- _About this task_
Copy word for word the part of the essay below that starts with the words "In my early" and ends with "me if I fall.".

- _Provided text_
If there’s one thing to know about me, it’s this: I’m a prepper.
In my early 20s, I read about the typical age-of-onset for mental health disorders and knew I needed to get into therapy—and fast. Because of my family history, I understood I was statistically more likely than most to encounter some form of mental illness. So I made a plan: get into therapy early. Build a wall. Build a moat. I thought, If I’m already in therapy, someone will be there to catch me if I fall.
Dear reader, I’ve survived two major mental health crises since then—and no amount of preparation could have fully readied me for the journeys each would demand.
This Friday will be my last day as a Curator at Pace Gallery. This chapter has given me so much—more than I could have planned for. I often called Pace my version of graduate school, and now, I find myself in a season of graduation. At the same time, a new chapter begins: I’ll be heading to actual graduate school this fall, moving to London after twelve years in New York City.
Since beginning my “preventative therapy” journey, I’ve watched my mental and physical health ebb and flow in ways I wouldn’t wish on others (ok, maybe… some others). Still, alongside the wreckage, I’ve managed to build a beautiful, hard-won life. There are excruciating moments I’ll likely never share online. But after my last long-term depressive episode in 2021 just before beginning my job, I was faced with a choice: die, or fight for a life that I could survive.
Now, as I prepare to leave New York—not just for a visit, but to live elsewhere—I am terrified.

- _Supplied entries_
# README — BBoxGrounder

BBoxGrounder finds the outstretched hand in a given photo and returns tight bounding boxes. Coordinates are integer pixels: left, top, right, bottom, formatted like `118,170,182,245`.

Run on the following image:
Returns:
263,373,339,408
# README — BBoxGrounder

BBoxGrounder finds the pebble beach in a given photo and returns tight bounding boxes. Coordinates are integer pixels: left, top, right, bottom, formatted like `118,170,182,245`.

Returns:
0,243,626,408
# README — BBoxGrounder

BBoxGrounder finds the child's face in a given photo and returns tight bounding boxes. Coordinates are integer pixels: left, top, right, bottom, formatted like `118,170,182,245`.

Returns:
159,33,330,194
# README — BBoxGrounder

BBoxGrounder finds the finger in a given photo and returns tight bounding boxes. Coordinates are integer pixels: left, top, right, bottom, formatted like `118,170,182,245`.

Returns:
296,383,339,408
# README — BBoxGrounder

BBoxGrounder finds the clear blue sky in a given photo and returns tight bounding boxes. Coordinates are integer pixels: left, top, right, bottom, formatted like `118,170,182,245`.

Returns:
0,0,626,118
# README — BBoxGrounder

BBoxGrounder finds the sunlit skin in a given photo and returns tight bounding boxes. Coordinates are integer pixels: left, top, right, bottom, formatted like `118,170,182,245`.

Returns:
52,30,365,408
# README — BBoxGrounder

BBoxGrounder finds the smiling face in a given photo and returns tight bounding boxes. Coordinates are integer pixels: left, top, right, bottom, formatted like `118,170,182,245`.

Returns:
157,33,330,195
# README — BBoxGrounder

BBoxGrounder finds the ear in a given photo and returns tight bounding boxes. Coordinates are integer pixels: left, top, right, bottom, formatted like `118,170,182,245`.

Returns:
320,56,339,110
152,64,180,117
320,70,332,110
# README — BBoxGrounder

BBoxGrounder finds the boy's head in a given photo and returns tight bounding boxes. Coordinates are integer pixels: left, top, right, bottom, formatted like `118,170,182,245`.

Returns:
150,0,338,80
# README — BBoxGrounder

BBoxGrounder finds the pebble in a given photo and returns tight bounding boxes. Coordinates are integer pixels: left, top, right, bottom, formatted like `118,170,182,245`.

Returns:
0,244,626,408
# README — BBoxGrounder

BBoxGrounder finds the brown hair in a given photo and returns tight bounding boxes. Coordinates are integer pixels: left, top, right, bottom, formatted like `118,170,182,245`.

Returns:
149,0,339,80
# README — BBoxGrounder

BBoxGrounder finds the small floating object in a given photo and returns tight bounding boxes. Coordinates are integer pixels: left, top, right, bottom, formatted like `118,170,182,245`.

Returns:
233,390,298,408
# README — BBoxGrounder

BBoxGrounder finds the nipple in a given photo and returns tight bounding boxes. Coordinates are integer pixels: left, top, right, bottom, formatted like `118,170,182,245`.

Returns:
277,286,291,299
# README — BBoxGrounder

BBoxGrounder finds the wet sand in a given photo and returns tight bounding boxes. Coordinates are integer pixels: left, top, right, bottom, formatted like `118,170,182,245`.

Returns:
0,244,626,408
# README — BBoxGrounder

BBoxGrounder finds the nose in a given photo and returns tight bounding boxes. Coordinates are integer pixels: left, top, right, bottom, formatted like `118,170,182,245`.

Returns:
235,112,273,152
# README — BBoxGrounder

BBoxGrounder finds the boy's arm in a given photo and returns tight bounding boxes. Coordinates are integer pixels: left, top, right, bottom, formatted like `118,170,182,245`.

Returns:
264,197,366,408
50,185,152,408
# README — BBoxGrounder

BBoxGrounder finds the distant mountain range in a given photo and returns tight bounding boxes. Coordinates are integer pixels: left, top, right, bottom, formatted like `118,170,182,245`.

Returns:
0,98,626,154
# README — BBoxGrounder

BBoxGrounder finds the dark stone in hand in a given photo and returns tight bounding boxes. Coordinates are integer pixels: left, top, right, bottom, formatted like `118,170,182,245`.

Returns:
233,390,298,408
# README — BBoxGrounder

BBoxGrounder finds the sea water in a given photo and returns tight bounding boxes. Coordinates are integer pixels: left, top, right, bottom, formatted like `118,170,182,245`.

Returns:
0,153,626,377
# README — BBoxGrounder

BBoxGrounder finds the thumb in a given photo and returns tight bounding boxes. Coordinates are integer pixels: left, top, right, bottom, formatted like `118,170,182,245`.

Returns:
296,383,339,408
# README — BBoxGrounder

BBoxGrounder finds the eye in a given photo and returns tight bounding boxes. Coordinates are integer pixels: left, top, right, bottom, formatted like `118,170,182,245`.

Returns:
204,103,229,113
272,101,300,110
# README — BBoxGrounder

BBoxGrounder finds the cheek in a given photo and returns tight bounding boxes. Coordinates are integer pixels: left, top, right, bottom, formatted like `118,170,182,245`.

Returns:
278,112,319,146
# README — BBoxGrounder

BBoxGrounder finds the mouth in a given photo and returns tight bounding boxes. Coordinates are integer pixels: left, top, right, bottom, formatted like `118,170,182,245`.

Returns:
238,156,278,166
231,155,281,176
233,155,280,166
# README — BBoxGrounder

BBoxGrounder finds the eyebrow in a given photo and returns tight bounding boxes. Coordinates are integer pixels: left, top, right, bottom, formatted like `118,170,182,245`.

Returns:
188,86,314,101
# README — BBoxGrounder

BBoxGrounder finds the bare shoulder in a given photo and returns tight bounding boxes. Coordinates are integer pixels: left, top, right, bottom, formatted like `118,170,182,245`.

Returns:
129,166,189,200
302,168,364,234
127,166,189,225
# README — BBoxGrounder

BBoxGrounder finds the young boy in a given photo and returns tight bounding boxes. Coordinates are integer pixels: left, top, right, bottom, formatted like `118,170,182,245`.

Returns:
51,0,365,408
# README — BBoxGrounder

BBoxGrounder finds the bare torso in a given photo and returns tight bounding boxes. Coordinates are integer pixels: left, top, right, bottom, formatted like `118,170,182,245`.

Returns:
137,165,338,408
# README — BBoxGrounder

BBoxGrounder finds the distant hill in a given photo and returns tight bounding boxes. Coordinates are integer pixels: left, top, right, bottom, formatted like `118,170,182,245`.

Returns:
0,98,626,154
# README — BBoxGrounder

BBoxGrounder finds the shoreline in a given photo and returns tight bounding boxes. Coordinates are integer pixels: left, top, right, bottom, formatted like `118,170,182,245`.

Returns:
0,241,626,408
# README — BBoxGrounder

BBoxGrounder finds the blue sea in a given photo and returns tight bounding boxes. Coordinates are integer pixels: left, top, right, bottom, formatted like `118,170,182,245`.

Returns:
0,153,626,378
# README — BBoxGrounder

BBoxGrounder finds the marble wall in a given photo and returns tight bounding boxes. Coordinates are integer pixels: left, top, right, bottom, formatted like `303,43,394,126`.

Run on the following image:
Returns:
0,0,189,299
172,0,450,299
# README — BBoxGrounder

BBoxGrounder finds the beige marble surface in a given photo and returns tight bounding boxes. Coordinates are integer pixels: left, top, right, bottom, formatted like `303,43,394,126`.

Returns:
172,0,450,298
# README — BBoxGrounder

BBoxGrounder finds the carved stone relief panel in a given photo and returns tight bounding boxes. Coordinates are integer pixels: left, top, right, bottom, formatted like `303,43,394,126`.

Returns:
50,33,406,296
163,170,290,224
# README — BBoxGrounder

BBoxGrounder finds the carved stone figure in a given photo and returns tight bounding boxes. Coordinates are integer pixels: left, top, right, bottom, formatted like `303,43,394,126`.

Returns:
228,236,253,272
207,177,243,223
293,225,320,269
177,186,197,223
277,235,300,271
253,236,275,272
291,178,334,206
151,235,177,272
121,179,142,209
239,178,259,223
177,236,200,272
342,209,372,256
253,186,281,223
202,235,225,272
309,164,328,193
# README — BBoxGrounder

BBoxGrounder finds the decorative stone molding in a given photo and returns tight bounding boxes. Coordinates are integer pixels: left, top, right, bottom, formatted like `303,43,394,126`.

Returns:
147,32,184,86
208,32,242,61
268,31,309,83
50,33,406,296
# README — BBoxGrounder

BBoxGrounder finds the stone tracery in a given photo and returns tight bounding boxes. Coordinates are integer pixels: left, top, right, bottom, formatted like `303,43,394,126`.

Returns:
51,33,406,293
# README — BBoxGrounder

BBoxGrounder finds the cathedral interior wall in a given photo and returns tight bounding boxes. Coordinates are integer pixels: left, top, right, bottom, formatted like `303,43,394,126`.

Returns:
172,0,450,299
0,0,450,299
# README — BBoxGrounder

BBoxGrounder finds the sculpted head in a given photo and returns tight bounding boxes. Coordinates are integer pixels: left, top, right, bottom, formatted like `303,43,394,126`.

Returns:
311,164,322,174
...
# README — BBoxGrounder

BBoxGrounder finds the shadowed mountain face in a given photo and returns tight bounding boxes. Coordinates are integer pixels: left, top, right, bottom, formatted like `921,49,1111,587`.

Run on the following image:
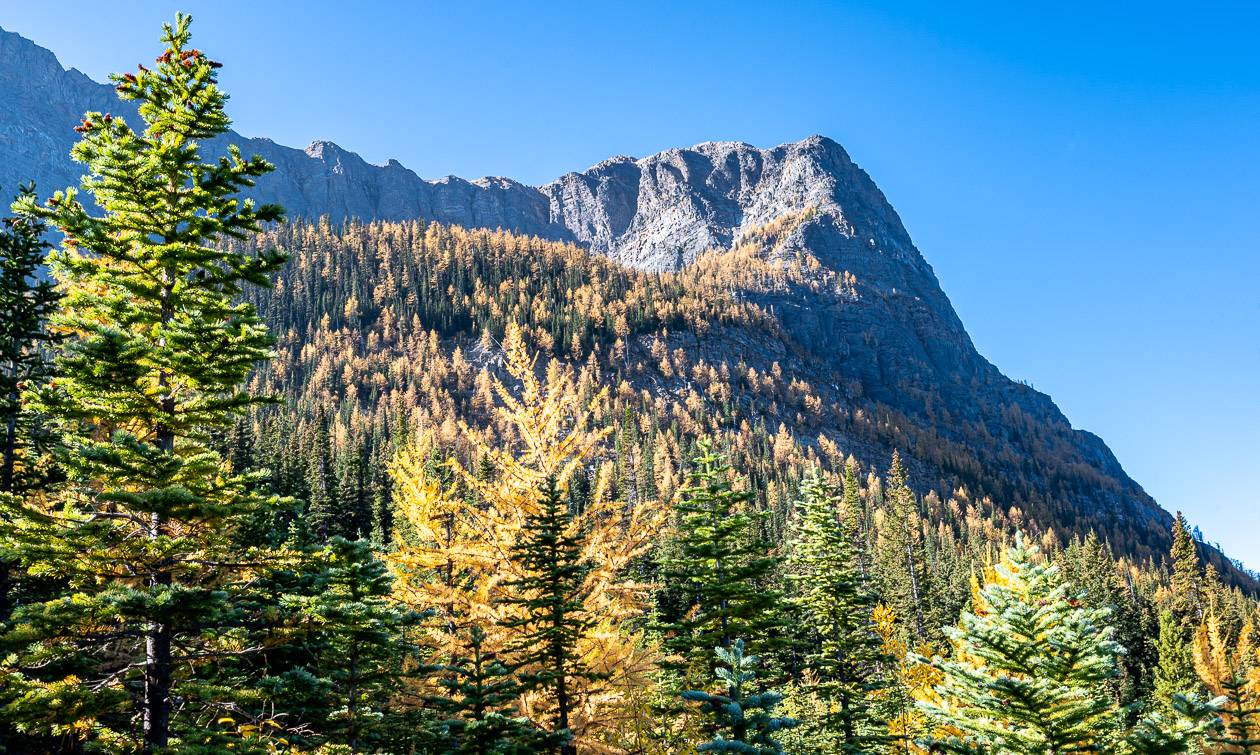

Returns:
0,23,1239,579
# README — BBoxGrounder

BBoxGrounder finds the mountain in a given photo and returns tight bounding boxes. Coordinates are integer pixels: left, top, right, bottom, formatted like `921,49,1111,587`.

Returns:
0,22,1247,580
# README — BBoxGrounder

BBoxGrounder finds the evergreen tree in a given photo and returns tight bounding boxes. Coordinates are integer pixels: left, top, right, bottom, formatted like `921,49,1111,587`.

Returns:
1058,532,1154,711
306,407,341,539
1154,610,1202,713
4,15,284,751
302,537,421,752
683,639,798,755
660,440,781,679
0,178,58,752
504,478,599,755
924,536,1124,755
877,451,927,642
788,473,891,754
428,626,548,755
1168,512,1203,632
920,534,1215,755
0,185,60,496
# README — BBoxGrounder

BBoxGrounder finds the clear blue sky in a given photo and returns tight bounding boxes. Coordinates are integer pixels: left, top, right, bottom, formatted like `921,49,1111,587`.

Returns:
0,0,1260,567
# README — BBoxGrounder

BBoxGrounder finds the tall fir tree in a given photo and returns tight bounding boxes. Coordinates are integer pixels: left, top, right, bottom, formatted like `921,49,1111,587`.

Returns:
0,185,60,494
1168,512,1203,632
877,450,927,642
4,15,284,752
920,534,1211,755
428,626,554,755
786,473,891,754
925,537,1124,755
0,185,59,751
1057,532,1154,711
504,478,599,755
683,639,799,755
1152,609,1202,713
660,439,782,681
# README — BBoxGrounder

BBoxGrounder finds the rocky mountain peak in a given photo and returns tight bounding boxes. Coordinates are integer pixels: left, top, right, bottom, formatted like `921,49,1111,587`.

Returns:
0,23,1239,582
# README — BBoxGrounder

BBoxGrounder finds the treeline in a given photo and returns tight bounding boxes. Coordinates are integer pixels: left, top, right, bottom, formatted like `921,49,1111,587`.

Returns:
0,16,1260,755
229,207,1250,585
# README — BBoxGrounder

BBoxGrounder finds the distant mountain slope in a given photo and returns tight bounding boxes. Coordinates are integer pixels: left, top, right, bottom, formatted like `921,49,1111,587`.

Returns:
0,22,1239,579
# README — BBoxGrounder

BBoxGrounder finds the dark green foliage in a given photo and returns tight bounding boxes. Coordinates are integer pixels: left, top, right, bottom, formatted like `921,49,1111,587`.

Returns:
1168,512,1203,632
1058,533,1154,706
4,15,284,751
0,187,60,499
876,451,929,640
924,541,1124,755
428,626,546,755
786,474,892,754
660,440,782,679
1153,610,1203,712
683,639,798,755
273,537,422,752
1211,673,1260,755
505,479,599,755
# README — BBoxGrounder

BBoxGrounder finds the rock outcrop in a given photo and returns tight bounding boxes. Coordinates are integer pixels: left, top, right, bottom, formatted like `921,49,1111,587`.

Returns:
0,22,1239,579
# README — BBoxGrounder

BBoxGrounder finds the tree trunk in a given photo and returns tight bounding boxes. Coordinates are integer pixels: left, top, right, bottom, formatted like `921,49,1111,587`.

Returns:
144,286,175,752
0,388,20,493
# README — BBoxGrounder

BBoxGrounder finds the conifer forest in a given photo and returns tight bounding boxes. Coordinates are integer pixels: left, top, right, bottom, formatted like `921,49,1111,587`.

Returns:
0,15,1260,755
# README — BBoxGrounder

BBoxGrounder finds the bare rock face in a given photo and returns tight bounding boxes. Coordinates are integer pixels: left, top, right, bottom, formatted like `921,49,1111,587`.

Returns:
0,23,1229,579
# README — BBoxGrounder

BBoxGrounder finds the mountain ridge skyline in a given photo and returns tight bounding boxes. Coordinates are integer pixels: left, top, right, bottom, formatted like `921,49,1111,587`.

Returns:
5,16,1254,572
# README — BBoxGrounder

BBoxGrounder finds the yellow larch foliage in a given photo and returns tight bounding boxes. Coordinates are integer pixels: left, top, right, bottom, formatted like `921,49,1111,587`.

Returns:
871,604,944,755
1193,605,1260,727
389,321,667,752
* * *
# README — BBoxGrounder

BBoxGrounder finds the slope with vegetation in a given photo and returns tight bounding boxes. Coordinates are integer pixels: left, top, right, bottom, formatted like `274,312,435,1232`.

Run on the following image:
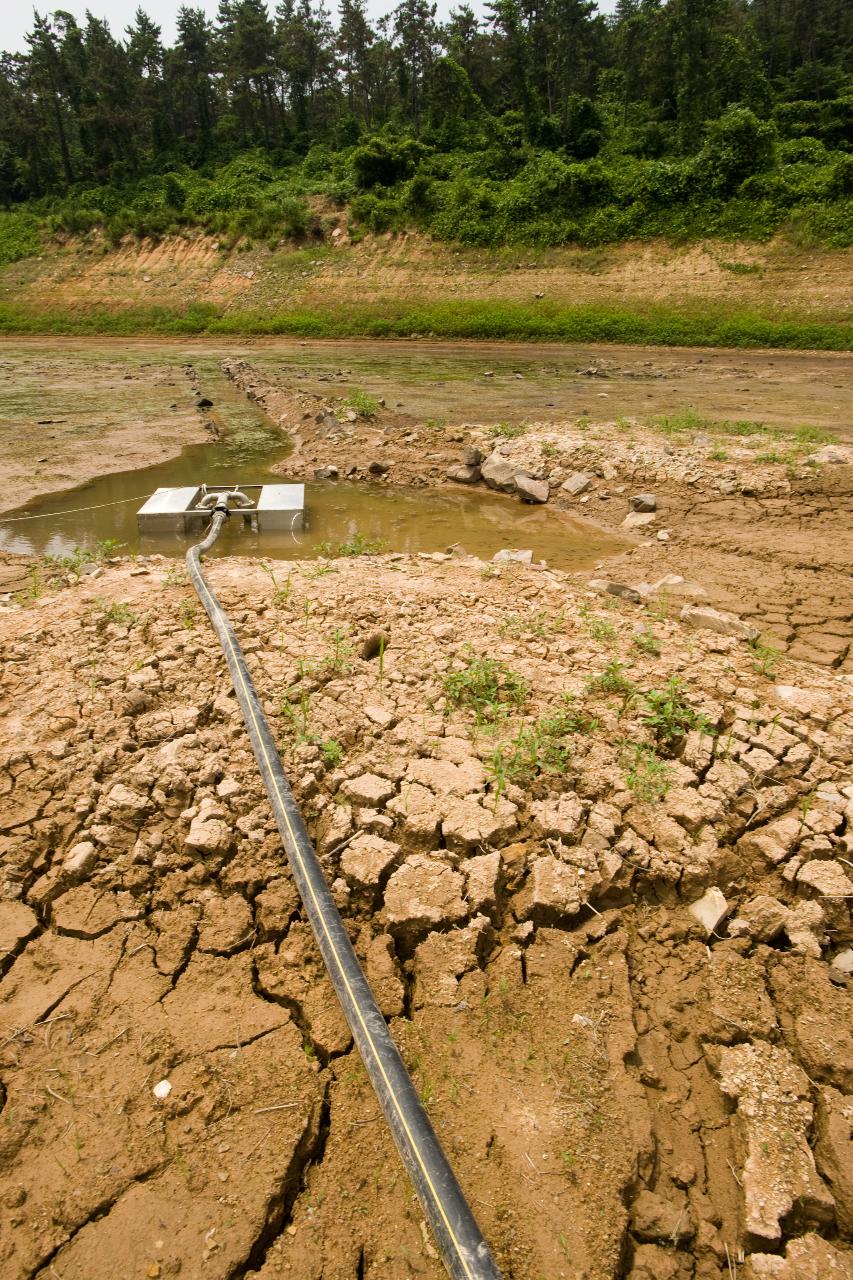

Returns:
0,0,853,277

- _Answer to this problem_
In my early 20s, I read about the typical age-of-onset for mental health disorders and knew I needed to get into therapy—and fast. Because of my family history, I understood I was statistically more likely than most to encounter some form of mental illness. So I made a plan: get into therapy early. Build a wall. Build a moat. I thought, If I’m already in therapy, someone will be there to catch me if I fall.